### What to do
Copy each of the following rows word for word, keeping every line and number unchanged.

=== Given entries ===

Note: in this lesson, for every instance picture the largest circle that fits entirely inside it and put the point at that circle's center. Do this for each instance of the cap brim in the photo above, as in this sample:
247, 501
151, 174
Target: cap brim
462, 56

===

### Exercise answer
Note: in this lesson, for every instance picture the largest circle that fits entirely inside it and put the point at that circle's center. Do this for each instance of the cap brim in the photo above, as in this sample:
247, 501
151, 174
Target: cap brim
462, 56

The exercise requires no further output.